> [Your task] Reproduce, unchanged, the lines of the records below, from the first line of the records up to and including the line with "x=167 y=148".

> [Dataset records]
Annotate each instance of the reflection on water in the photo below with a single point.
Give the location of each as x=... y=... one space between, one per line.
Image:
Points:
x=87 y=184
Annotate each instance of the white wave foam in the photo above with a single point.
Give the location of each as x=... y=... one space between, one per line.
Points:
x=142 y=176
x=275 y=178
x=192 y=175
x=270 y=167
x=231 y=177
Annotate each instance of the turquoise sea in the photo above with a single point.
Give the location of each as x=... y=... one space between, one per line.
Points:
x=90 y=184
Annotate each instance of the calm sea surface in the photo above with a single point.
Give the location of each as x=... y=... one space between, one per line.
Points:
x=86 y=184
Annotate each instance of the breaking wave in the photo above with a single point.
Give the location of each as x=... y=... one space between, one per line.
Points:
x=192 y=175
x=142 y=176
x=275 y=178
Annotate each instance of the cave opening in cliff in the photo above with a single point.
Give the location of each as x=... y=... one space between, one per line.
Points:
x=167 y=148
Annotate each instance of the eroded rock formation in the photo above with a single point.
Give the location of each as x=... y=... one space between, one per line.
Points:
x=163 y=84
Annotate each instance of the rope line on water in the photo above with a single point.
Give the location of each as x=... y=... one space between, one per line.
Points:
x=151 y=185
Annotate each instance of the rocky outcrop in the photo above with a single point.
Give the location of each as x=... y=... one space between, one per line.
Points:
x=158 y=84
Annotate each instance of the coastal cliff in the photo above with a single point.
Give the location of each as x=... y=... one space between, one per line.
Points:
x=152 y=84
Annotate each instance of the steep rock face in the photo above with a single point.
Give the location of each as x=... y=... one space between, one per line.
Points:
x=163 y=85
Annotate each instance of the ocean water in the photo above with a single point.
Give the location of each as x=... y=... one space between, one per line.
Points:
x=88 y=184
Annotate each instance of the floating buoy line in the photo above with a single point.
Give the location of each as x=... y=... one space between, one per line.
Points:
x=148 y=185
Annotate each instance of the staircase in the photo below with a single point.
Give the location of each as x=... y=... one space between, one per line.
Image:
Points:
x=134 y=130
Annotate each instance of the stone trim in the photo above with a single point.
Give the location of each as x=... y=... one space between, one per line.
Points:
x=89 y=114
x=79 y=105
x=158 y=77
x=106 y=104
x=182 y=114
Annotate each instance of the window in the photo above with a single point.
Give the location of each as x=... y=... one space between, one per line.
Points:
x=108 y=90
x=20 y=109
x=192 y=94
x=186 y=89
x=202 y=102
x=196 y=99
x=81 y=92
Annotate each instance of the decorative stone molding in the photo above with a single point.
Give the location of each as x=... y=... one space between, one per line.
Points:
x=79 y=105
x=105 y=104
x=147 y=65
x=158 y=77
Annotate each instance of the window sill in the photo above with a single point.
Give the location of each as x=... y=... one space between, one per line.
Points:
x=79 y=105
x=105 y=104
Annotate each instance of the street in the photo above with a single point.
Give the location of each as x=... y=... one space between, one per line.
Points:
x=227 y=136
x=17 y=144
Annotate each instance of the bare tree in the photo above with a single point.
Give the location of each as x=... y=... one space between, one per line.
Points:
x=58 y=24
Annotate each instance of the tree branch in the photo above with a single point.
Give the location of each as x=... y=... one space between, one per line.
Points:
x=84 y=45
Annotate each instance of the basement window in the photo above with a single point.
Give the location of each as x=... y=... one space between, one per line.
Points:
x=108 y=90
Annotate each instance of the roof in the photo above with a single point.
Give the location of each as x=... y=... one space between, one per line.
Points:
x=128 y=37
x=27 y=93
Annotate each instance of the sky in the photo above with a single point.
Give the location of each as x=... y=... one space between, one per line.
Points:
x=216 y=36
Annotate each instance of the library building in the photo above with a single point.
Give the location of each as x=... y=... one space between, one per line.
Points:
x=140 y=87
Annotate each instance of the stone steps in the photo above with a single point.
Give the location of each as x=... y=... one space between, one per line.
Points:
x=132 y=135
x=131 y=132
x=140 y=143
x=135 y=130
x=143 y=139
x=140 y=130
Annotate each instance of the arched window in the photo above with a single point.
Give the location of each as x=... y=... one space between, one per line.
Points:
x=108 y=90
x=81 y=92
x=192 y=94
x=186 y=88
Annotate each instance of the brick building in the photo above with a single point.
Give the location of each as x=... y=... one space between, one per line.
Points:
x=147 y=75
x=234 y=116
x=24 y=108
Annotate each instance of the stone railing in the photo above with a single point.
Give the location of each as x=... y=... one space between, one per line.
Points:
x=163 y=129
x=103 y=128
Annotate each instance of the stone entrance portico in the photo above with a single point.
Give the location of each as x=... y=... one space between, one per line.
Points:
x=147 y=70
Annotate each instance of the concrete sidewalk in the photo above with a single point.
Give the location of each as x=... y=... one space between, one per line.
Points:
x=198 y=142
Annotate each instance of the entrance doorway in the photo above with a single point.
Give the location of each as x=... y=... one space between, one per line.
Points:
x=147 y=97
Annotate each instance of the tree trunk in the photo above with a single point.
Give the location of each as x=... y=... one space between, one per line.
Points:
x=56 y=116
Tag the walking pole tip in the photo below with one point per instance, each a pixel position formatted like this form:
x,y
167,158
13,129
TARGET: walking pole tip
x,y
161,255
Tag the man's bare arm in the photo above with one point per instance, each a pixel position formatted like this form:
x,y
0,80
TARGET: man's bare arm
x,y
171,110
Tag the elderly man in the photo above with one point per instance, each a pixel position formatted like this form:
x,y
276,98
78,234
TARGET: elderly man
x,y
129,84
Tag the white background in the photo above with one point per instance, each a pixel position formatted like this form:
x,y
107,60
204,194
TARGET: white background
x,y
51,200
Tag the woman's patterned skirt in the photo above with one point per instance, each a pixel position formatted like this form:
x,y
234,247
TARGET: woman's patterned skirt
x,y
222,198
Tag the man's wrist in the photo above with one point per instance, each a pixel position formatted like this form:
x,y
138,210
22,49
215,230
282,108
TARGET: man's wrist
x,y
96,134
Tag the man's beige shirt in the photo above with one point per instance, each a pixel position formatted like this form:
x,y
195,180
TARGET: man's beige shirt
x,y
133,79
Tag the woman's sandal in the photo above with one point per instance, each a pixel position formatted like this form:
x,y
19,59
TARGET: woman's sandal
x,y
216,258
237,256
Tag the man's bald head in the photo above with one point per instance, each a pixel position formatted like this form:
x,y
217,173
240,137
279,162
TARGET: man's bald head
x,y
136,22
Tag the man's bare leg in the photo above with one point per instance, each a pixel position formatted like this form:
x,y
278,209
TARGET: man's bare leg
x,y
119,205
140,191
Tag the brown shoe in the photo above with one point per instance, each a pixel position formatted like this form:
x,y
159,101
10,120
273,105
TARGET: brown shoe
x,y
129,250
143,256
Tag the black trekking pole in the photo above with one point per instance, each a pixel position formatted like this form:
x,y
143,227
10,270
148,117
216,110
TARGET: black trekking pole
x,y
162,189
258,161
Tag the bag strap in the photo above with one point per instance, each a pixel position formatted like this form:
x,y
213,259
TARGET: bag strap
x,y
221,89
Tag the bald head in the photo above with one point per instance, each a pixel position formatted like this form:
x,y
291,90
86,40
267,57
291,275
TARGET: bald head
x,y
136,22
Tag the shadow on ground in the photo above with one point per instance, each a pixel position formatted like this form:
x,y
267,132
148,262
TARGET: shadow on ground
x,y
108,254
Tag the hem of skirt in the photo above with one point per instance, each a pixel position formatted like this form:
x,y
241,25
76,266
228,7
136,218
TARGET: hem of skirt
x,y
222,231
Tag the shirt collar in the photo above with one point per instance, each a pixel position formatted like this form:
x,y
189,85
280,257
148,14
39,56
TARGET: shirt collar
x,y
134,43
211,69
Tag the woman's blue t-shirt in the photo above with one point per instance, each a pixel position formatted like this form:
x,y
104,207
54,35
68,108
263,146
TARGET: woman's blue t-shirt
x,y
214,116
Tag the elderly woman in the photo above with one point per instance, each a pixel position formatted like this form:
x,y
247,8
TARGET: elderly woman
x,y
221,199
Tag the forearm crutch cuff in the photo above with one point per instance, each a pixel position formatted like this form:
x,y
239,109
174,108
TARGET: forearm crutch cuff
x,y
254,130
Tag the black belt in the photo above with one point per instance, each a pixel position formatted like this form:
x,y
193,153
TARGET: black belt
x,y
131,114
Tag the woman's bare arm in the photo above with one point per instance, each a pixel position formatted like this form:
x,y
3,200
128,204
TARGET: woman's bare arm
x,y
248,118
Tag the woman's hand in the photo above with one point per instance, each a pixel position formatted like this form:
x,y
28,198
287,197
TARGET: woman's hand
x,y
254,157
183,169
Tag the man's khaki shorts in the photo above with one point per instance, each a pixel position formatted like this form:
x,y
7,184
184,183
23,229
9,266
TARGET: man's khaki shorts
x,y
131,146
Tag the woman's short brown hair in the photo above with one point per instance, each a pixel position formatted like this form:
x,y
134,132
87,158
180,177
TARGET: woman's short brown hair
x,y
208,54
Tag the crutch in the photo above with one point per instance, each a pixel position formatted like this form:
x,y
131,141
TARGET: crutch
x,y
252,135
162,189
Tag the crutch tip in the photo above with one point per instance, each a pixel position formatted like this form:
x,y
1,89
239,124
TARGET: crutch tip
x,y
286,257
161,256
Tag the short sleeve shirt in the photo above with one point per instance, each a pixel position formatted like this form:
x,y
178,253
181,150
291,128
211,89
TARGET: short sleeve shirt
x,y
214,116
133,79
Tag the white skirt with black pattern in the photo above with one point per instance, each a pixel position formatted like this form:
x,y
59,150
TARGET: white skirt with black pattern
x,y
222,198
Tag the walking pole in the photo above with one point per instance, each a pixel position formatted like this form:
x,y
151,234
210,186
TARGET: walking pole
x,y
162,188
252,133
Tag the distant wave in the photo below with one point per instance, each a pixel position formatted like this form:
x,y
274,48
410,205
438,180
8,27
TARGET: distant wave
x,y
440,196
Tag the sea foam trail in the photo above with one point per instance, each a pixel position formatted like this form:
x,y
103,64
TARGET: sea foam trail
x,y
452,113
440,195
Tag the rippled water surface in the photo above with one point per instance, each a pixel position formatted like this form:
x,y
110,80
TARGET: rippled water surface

> [Full output]
Annotate each instance of the reflection on water in the photo below with a single point.
Give the location of each as x=... y=... one space between, one per line.
Image:
Points:
x=87 y=184
Annotate each instance of the white wave foam in the photo above with a single point.
Give the location of each as x=... y=... one space between, one per line.
Points:
x=142 y=176
x=275 y=178
x=192 y=175
x=270 y=167
x=231 y=177
Annotate each instance of the turquoise sea in the photo above with a single point.
Give the location of each as x=... y=... one space between, one per line.
Points:
x=90 y=184
Annotate each instance of the calm sea surface in the photo above with a single point.
Give the location of each as x=... y=... one space between, one per line.
Points:
x=86 y=184
Annotate each instance of the breaking wave in the photo above with a single point.
Give the location of each as x=... y=... one space between, one per line.
Points:
x=192 y=175
x=142 y=176
x=275 y=178
Annotate each instance of the cave opening in cliff in the photo above with a single point.
Give the location of each as x=... y=... one space between, one per line.
Points:
x=167 y=148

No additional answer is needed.